Task details ::
Rewrite the lines from the first one through the line containing "52 105 L 70", requests included, scaling every coordinate in the answers by 2.4. Round each result to a whole number, with halves going up, and leave the numbers in the requests and their format samples unchanged.

Material for the task ::
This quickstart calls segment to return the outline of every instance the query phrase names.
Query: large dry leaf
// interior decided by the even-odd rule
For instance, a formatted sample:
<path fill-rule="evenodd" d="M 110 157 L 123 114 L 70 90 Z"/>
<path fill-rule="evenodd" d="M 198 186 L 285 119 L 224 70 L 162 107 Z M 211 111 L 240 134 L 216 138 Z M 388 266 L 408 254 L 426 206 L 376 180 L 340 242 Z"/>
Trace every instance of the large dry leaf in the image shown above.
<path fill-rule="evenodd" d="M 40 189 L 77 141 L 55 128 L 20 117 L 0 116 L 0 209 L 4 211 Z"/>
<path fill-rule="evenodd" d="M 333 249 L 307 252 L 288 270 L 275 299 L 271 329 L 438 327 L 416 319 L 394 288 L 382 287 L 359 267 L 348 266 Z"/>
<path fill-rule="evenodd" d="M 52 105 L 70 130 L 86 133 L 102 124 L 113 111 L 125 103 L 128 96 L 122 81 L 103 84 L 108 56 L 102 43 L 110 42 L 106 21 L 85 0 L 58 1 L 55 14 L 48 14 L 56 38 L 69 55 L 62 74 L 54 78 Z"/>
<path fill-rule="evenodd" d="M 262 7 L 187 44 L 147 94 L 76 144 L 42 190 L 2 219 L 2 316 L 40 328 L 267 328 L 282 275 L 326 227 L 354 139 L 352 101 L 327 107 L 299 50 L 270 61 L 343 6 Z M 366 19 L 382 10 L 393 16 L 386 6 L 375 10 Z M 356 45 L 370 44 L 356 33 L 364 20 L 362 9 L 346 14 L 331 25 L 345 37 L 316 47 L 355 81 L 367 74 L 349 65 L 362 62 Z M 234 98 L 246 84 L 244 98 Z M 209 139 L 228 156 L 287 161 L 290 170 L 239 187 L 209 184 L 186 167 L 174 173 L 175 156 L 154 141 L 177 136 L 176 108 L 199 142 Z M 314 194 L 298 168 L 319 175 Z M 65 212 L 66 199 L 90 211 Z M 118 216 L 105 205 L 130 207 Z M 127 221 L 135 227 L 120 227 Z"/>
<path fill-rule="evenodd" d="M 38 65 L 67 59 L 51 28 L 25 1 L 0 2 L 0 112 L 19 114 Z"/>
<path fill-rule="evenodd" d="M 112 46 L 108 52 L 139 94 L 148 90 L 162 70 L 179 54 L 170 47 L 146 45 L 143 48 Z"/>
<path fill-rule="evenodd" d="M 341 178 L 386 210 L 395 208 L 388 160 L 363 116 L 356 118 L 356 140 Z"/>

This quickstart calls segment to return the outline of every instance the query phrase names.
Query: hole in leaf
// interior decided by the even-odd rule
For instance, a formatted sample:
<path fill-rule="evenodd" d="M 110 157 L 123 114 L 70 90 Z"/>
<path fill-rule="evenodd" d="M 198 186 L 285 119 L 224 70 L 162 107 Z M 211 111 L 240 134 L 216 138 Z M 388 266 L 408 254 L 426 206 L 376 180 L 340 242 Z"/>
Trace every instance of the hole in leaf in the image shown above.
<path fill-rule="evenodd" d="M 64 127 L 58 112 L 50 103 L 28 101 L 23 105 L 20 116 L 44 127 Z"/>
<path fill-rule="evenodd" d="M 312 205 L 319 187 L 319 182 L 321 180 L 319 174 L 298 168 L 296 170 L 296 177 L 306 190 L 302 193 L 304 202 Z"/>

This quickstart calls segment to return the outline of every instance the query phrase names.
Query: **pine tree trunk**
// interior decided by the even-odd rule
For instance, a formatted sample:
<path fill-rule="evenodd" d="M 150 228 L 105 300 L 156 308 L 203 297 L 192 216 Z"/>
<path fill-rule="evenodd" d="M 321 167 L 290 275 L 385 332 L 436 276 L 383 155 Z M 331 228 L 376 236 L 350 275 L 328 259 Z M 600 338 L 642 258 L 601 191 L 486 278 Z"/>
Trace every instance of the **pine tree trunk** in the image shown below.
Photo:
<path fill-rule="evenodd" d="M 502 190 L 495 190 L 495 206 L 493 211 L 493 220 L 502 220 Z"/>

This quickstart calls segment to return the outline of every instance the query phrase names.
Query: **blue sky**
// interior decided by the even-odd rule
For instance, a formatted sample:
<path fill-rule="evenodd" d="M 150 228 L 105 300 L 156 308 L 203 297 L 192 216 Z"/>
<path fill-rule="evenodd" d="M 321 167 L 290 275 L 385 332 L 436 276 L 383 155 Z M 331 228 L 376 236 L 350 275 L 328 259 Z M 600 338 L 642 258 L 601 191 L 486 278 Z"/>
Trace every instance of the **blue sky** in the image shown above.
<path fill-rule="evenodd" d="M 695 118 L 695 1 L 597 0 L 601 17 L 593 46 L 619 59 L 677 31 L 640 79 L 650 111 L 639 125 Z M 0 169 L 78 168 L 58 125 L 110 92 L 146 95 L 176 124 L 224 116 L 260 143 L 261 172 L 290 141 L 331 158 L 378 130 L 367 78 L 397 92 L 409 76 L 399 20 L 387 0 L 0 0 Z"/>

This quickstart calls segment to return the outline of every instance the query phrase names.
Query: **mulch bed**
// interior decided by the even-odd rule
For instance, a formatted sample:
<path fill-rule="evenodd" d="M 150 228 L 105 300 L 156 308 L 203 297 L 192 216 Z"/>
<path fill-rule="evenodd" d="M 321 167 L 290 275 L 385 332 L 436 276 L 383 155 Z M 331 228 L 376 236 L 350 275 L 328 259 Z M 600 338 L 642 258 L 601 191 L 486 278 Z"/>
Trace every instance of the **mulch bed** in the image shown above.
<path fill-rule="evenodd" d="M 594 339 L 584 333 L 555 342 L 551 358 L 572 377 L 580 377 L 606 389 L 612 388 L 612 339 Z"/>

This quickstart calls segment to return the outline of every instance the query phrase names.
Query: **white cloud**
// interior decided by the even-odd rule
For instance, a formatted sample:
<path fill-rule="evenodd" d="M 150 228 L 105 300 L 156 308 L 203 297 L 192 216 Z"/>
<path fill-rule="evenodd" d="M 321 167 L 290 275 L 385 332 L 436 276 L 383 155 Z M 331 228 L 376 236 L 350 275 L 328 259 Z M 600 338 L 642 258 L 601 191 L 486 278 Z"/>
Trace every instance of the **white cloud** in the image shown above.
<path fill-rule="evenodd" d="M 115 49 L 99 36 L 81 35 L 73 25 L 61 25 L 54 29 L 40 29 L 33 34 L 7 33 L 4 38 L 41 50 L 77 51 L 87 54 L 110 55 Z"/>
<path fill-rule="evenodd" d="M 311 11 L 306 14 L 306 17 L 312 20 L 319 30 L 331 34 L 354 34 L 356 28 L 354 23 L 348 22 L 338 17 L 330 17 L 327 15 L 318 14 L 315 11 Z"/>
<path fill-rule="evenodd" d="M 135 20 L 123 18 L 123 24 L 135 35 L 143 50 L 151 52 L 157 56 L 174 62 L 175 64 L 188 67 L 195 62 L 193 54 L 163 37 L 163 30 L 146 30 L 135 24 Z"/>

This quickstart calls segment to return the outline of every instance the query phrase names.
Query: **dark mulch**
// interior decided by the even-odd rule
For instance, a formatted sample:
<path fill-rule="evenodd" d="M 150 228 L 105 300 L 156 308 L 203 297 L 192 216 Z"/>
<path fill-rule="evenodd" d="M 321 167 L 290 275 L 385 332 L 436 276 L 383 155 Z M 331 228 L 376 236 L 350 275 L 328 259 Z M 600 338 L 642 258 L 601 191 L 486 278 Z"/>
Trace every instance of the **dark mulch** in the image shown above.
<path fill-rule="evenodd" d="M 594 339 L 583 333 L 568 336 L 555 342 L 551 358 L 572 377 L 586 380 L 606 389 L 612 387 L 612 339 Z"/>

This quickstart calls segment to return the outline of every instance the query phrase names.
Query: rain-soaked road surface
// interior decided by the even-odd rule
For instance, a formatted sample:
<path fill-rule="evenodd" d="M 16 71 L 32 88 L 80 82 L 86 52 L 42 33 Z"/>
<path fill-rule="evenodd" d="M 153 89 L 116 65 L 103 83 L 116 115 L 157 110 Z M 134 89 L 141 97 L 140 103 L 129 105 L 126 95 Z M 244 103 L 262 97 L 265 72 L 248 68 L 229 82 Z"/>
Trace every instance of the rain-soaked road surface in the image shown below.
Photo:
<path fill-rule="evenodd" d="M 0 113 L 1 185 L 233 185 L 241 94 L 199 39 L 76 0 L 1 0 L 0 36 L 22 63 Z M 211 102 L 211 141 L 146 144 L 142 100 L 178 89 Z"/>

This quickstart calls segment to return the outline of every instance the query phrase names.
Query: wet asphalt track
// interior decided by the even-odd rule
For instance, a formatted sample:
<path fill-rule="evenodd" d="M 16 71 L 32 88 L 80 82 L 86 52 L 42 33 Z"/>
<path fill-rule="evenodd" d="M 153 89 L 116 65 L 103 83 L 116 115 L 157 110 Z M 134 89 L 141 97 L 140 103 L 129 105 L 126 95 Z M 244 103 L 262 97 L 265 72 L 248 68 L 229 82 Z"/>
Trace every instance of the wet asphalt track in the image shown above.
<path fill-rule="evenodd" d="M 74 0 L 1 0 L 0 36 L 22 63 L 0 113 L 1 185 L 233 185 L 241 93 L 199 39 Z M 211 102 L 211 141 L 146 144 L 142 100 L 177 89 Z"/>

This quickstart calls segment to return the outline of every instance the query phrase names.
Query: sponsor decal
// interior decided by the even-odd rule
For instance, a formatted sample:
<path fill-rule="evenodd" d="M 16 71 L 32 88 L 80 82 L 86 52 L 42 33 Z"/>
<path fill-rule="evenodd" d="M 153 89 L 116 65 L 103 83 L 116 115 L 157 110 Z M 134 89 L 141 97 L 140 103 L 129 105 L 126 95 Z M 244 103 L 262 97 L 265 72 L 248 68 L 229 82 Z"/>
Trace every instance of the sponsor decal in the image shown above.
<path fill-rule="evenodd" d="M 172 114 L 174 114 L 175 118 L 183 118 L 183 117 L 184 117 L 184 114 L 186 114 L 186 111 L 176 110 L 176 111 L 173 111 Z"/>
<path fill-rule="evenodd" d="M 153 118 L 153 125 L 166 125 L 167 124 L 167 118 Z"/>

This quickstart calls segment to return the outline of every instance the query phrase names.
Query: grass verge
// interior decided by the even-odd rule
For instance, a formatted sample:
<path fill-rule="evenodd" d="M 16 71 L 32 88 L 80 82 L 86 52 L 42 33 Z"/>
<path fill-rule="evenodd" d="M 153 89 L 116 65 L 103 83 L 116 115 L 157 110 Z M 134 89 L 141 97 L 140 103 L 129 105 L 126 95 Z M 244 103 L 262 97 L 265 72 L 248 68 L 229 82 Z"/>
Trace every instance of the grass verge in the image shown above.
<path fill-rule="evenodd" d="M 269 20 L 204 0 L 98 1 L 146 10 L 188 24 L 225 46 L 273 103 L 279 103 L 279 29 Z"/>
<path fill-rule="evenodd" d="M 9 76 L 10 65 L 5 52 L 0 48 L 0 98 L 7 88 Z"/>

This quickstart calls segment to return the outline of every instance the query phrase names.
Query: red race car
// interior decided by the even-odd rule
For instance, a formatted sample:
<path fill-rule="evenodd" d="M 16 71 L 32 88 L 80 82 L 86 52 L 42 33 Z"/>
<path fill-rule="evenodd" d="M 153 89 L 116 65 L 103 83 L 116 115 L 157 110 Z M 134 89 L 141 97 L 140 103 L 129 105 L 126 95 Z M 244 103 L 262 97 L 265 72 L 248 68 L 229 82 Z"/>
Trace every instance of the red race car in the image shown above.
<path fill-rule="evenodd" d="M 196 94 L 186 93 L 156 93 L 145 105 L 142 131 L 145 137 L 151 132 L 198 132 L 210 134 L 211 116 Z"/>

Exercise response ::
This quickstart calls segment to return the outline of every instance the query phrase names.
Query: large dry leaf
// interior decided by the even-odd rule
For instance, a formatted sample:
<path fill-rule="evenodd" d="M 110 157 L 123 114 L 70 90 Z"/>
<path fill-rule="evenodd" d="M 198 186 L 285 119 L 224 70 L 162 107 Z M 211 111 L 240 134 L 216 138 Z M 388 266 L 408 254 L 426 206 L 376 180 L 340 242 Z"/>
Trace every instance of the large dry leaf in the image shown above.
<path fill-rule="evenodd" d="M 96 454 L 185 338 L 132 307 L 48 281 L 0 278 L 0 502 L 10 506 Z"/>
<path fill-rule="evenodd" d="M 799 598 L 737 605 L 691 648 L 660 718 L 650 790 L 1051 785 L 998 766 L 946 691 L 917 689 L 862 641 L 835 638 Z"/>
<path fill-rule="evenodd" d="M 125 252 L 168 312 L 206 319 L 245 298 L 271 266 L 300 247 L 307 230 L 293 194 L 247 202 L 259 134 L 245 103 L 264 101 L 254 50 L 204 0 L 139 2 L 132 34 L 115 34 L 134 91 L 166 132 L 149 178 L 130 187 Z"/>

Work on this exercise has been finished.